Region labeling listing:
⁂
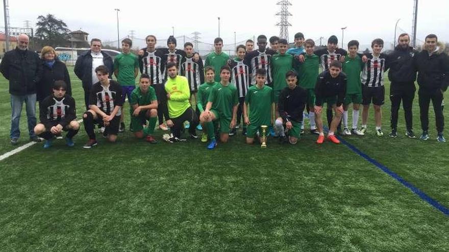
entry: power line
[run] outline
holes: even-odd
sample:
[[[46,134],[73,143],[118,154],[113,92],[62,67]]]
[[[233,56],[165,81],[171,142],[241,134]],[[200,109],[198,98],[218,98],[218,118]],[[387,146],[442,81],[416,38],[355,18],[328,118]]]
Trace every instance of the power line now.
[[[282,0],[278,2],[276,5],[280,5],[281,11],[276,13],[276,16],[281,16],[281,21],[276,25],[281,26],[281,31],[279,32],[279,37],[285,39],[288,41],[288,26],[291,26],[291,24],[288,22],[288,16],[292,16],[291,13],[288,12],[288,6],[291,4],[288,0]]]

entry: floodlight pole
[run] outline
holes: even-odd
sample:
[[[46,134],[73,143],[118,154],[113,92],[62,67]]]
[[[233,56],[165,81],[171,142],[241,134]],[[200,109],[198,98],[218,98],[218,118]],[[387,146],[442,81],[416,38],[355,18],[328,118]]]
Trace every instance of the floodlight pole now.
[[[393,49],[394,49],[394,48],[396,47],[396,30],[397,29],[397,23],[399,22],[399,20],[401,20],[401,18],[397,19],[397,21],[396,21],[396,25],[394,25],[394,37],[393,38],[393,41],[394,41],[393,44]]]
[[[8,10],[7,10],[6,0],[3,0],[3,11],[5,14],[5,42],[6,47],[5,52],[6,52],[9,49],[9,31],[8,27]]]
[[[114,9],[116,12],[117,12],[117,48],[118,49],[118,50],[120,50],[120,33],[119,33],[118,30],[118,12],[120,11],[119,9]]]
⁂
### What you have to do
Output every line of the listing above exactly as it appears, leaving out the pictures.

### Response
entry: power line
[run] outline
holes: even-odd
sample:
[[[46,134],[73,143],[118,154],[113,92],[62,67]]]
[[[233,56],[165,81],[171,142],[241,134]],[[200,109],[198,98],[218,98],[218,118]],[[387,146],[442,81],[416,38],[355,18],[328,118]]]
Trace every instance of the power line now.
[[[282,0],[278,2],[276,5],[280,5],[281,11],[276,13],[276,16],[281,16],[281,21],[276,25],[281,26],[281,31],[279,32],[279,37],[285,39],[288,41],[288,26],[291,26],[291,24],[288,22],[288,16],[292,16],[291,13],[288,12],[288,6],[291,4],[288,0]]]

entry: floodlight pole
[run] outline
holes: even-odd
sample:
[[[46,134],[73,143],[118,154],[113,92],[62,67]]]
[[[233,56],[165,81],[171,142],[241,134]],[[200,109],[198,98],[218,98],[218,118]],[[387,146],[442,81],[416,38],[355,18],[328,118]]]
Trace every instance of the floodlight pole now.
[[[393,49],[394,49],[394,48],[396,47],[396,30],[397,29],[397,23],[399,22],[399,20],[401,20],[401,18],[397,19],[397,21],[396,21],[396,25],[394,25],[394,37],[393,38],[393,41],[394,41],[393,44]]]
[[[8,10],[7,10],[6,0],[3,0],[3,11],[5,14],[5,42],[6,47],[5,52],[6,52],[9,49],[9,31],[8,27]]]
[[[114,9],[116,12],[117,12],[117,48],[118,49],[118,50],[120,50],[120,33],[119,33],[118,30],[118,12],[120,11],[119,9]]]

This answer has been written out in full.